> _Exercise task 1_:
Check the statements (a), (b), and (c) below against the passage on evaluating machine learning algorithms. Answer yes or no for each and quote the words of the passage that decide it.
(a) The training data set by itself is used to construct the machine learning models.
(b) The processing time of the device performing the operational flow may affect how many algorithms are evaluated.
(c) The number of algorithms to be evaluated may range between two and a thousand.
> _Exercise task 2_:
List every reference numeral in the passage on evaluating machine learning algorithms, together with the item it labels.
> _Exercise task 3_:
Extend the passage on evaluating machine learning algorithms, starting after its final sentence.

In some embodiments, at operation 130, the training data set 124 and machine learning algorithms 128 to be evaluated may be used to construct machine learning models 132. In these and other embodiments, a number of and types of the machine learning algorithms 128 to be evaluated may be based on the data included in the data set 102 and/or the target variables 104. The number of machine learning algorithms 128 to be evaluated may be based on the number of machine learning algorithms that are configured to be applied to the type of data in the data set 102 and/or the type of data in the target variables 104. Alternately or additionally, the number of machine learning algorithms 128 to be evaluated may be based on the operational flow 100, such as a processing power, processing time, or other limitations of the device or system configured to perform the operational flow 100. In these and other embodiments, the number of machine learning algorithms 128 to be evaluated may range between two and a thousand.

> _Available data_:

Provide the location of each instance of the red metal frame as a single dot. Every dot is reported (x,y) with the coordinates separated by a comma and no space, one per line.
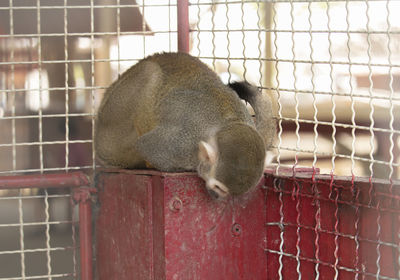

> _Expected answer 1_:
(a) No: "the training data set 124 and machine learning algorithms 128 to be evaluated may be used to construct machine learning models 132"
(b) Yes: "such as a processing power, processing time, or other limitations of the device or system configured to perform the operational flow 100"
(c) Yes: "may range between two and a thousand"

> _Expected answer 2_:
- 130: operation
- 124: training data set
- 128: machine learning algorithms
- 132: machine learning models
- 102: data set
- 104: target variables
- 100: operational flow

> _Expected answer 3_:
In some embodiments, one or more of the machine learning models 132 may be constructed for each of the machine learning algorithms 128 to be evaluated. For example, the training data set 124 may be provided to one of the machine learning algorithms 128 to generate a machine learning model that corresponds to the one of the machine learning algorithms 128. In these and other embodiments, the machine learning models 132 may be trained to predict or determine a value for each of the target variables 104 given values for others features in the data set 102.
In some embodiments, a machine learning model that is generated using a single one of the machine learning algorithms 128 may be referred to in this disclosure as singular machine learning model. In these and other embodiments, the training data set 124 is applied to single one of the machine learning algorithms 128 to generate a singular machine learning model. In these and other embodiments, one or more of the machine learning models 132 may be singular machine learning models.
Alternately or additionally, a machine learning model may be constructed during the operation 130 based on multiple of the machine learning algorithms 128. The machine learning model generated based on multiple of the machine learning algorithms 128 may be referred to in this disclosure as ensemble machine learning models. For example, the ensemble machine learning models may be constructed by mathematically combining the outputs from multiple of the singular machine learning models.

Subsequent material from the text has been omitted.